> [What is being asked]
Restate word for word the lines of the records below, starting at the line that contains "Drop a point on each instance of the door" and ending at the line that contains "Drop a point on each instance of the large", with both of those lines included and nothing else.

> [Extracted data]
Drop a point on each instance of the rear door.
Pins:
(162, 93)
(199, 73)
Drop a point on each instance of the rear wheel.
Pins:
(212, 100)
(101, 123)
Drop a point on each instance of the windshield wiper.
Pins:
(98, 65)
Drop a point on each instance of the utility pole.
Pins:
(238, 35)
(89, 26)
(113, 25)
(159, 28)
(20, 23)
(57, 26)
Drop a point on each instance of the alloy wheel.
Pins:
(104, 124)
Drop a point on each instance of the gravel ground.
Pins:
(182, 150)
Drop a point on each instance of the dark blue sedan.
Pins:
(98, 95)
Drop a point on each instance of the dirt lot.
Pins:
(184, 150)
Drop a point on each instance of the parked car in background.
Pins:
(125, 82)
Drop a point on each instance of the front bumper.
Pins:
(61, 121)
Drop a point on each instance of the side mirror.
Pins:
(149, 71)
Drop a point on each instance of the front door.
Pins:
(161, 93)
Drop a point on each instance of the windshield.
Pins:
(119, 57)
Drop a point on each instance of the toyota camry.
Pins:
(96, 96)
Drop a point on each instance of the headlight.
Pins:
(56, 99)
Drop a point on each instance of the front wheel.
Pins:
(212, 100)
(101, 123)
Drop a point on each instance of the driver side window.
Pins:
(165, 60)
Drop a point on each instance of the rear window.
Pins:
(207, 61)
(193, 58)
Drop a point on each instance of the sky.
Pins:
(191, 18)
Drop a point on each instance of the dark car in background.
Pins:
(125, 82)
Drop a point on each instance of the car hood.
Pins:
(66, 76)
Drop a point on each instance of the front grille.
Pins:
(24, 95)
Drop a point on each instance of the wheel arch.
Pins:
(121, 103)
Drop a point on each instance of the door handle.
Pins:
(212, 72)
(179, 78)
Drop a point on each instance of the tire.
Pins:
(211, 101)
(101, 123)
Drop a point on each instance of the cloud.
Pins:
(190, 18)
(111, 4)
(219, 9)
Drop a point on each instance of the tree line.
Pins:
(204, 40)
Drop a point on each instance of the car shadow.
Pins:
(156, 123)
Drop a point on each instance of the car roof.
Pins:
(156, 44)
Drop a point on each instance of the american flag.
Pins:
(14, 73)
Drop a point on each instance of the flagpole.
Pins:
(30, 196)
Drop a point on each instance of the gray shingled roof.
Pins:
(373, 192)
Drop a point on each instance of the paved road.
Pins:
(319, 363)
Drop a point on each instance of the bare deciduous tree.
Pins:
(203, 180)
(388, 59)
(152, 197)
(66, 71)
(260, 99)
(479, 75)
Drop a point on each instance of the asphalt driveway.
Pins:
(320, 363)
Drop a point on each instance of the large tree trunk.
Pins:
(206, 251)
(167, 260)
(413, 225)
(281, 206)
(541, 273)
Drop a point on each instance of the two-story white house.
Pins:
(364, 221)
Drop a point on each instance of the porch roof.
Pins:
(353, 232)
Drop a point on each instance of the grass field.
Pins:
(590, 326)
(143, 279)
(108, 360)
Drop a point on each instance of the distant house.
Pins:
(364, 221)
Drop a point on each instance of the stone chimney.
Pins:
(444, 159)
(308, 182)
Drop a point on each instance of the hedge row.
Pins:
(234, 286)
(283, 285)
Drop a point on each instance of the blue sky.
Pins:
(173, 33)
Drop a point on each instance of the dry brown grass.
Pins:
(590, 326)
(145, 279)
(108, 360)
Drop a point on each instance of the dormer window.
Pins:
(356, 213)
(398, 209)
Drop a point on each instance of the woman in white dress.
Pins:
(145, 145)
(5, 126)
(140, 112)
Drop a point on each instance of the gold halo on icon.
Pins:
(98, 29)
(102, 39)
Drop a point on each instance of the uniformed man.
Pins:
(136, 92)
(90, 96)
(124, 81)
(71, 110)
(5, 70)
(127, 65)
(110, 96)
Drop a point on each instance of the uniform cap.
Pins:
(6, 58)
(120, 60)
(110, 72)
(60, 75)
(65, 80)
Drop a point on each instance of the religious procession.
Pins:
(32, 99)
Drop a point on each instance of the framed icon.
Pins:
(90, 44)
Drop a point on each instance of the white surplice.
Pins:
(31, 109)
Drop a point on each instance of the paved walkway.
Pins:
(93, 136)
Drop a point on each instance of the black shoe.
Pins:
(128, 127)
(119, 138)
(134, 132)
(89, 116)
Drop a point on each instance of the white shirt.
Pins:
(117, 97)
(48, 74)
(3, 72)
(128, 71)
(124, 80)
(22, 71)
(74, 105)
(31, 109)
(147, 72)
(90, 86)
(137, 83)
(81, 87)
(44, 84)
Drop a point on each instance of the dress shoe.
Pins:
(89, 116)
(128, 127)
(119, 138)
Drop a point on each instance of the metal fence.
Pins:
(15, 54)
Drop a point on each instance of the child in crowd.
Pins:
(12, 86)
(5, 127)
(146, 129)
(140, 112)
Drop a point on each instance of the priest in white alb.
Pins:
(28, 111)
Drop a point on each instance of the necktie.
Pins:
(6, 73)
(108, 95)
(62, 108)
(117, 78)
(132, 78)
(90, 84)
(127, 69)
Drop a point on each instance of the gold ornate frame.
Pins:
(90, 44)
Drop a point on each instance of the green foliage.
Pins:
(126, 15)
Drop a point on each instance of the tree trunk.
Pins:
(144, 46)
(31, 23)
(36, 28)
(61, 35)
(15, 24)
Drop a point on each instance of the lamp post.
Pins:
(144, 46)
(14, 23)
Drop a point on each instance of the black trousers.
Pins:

> [Final answer]
Drop a point on each instance of the door handle.
Pins:
(212, 72)
(179, 78)
Drop a point on each instance of the tire.
Pins:
(211, 101)
(101, 123)
Drop a point on each instance of the cloud.
Pins:
(190, 18)
(111, 4)
(219, 9)
Drop a point on each instance of the tree line.
Pins:
(204, 40)
Drop a point on each instance of the car shadow.
Pins:
(156, 123)
Drop a point on each instance of the car roof.
Pins:
(156, 44)
Drop a point on each instance of the american flag.
Pins:
(14, 73)
Drop a point on each instance of the flagpole.
Pins:
(30, 196)
Drop a point on each instance of the gray shingled roof.
Pins:
(373, 192)
Drop a point on each instance of the paved road.
Pins:
(319, 363)
Drop a point on each instance of the bare deciduous tree.
Pins:
(203, 180)
(388, 59)
(152, 197)
(66, 71)
(260, 99)
(479, 75)
Drop a point on each instance of the asphalt driveway.
Pins:
(320, 363)
Drop a point on each instance of the large tree trunk.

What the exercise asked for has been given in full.